Passage to read>
* * *

Helping the poor get out of the bread line

December 16, 1987

MANY of us are old enough to remember when, back in the 1960s, author Michael Harrington introduced the nation to the ``invisible poor.'' After reading his book ``The Other America,'' we realized that poor people were all around us. We just hadn't noticed them. One of the accomplishments of the 1960s war on poverty and the continued growth of government welfare programs is that now we do notice the poor. It's nearly impossible to go through a major city without seeing a person who is or appears to be homeless. While controversy surrounds the actual number, clearly there are more homeless than there used to be. As of 1985, 14 percent of the US population had incomes below the poverty level; the percentage was 12.1 in 1969. Our government funds, it seems, have bought more poverty.

But government programs are only part of the problem. Being homeless and hungry has become something admirable. Each year, as winter approaches, and especially around the holidays, television and newspaper reporters seek out and interview the homeless. Advocates for the homeless such as Mitch Snyder in Washington, D.C., begin campaigns to attract money and shelter.

The abject poor become objects not only of sympathy but even of respect. They are portrayed as having a ``special significance,'' as Peter Marin wrote in Harper's last January. He said that the homeless ``are all we have left to remind us of the narrowness of the received truths we take for granted.'' Some months ago, celebrities and politicians slept overnight on grates in the streets of Washington to publicize the plight of the homeless and win support for a new federal program. In effect, they lauded the homeless as stoic heroes who survive society's neglect night after night.

This adulation is a cruel distortion. While certainly some of the ``grate people'' have overcome tremendous difficulties, by and large they have not overcome! At this point in their lives, they are losers.

Some are former mental patients who may never be self-sufficient. Others are not so different from the rest of us. But they have made serious mistakes that must be corrected if they are ever to lead normal lives. They have left school, run away from home, or quit jobs - and ended up on the streets. They desperately need incentives to rebuild their lives. Unfortunately, we are taking away their incentives.

To let sympathy turn to acceptance of their state puts a stamp of approval on their self-destructive behavior.

There is a better way. Three years ago, I left New York City for a small town in southwestern Montana. Suddenly, I was back in the 1960s with Michael Harrington where the poor are almost invisible.

Montana is a low-income state. Its mining industry is dying; its agriculture is usually marginal; growth industries are almost nonexistent. Attracted by the scenic beauty, people come to Bozeman and then try to figure out how to make a living. Many have a difficult time.

* * *

Requirement>
In the piece on helping the poor out of the bread line, what share of the US population had incomes below the poverty level as of 1985?

* * *

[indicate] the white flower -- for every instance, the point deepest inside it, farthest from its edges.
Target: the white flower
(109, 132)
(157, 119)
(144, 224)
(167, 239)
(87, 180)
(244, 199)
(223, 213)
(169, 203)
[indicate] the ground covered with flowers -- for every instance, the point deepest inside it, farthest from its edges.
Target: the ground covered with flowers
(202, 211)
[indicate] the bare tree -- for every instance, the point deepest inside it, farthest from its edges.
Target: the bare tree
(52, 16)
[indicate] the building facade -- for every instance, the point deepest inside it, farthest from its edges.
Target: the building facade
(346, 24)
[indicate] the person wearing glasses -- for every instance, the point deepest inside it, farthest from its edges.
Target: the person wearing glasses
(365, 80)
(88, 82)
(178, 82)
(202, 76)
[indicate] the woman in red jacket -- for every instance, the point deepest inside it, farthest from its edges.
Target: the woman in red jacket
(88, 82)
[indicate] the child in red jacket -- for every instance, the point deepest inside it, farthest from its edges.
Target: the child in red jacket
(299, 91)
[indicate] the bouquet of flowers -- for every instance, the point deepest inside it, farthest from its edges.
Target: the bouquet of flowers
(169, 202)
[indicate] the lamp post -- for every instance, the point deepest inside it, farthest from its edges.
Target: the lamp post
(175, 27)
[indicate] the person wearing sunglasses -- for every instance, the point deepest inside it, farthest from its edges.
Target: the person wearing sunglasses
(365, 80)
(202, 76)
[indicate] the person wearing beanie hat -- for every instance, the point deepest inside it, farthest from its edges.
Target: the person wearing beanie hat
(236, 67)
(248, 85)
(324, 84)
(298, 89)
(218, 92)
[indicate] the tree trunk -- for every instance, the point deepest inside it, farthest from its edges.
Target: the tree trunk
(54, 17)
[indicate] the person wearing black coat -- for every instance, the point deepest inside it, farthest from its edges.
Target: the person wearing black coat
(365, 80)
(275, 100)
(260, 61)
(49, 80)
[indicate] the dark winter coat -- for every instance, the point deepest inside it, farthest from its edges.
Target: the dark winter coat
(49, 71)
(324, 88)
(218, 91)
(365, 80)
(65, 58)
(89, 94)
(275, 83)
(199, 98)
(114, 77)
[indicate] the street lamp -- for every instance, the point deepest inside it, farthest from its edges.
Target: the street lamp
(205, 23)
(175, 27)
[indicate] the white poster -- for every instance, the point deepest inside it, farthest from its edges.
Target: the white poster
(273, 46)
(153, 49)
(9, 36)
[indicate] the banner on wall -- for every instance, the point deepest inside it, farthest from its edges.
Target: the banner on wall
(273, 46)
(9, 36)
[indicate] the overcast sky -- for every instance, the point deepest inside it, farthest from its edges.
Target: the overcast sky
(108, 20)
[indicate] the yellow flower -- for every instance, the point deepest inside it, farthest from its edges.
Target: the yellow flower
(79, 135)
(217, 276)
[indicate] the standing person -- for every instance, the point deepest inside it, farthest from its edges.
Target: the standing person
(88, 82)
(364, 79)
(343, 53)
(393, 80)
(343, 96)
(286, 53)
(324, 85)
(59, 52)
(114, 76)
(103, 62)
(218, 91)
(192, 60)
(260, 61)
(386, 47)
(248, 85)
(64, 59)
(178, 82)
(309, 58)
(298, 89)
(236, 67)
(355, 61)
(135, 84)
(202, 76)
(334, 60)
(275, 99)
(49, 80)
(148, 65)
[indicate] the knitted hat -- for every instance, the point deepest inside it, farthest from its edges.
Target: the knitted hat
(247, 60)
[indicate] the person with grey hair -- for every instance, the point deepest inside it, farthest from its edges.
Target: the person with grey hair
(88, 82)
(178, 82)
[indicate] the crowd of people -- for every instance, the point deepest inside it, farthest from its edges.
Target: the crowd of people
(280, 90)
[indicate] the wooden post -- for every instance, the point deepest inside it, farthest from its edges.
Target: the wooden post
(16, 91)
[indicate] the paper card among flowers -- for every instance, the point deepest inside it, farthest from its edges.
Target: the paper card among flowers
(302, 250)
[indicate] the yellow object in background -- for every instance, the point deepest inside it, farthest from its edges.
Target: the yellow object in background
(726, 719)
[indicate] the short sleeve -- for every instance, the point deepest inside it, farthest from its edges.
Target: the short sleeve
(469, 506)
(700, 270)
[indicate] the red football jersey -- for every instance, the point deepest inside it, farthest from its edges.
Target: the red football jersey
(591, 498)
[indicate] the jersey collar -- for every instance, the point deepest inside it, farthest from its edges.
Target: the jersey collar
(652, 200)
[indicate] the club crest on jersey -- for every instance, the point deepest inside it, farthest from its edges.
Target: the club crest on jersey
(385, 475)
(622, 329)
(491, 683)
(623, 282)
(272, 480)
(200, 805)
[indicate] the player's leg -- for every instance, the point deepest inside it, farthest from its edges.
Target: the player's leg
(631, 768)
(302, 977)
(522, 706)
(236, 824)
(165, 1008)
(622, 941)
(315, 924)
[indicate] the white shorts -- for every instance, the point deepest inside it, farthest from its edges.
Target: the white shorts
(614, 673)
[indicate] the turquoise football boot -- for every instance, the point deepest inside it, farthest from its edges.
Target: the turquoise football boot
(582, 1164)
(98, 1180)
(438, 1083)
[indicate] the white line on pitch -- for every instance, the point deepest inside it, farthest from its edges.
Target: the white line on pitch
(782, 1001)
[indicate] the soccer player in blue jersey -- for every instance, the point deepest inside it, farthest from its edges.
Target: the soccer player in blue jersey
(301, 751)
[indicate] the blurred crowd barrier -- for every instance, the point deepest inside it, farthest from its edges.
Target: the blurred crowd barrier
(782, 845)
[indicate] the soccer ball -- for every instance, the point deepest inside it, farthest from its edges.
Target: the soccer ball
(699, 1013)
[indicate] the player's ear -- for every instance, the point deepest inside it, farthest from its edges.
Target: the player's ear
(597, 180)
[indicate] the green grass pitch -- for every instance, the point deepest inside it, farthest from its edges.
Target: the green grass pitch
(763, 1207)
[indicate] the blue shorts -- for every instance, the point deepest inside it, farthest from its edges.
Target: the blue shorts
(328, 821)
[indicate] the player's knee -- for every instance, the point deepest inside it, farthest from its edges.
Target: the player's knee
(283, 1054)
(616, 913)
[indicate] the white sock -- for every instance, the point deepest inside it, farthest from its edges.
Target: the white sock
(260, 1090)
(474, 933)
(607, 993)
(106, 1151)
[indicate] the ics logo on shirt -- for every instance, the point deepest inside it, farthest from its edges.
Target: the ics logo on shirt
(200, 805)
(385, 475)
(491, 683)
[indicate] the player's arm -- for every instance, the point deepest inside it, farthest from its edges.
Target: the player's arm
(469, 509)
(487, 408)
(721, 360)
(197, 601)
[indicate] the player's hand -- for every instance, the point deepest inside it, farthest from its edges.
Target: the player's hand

* * *

Solved problem>
14 percent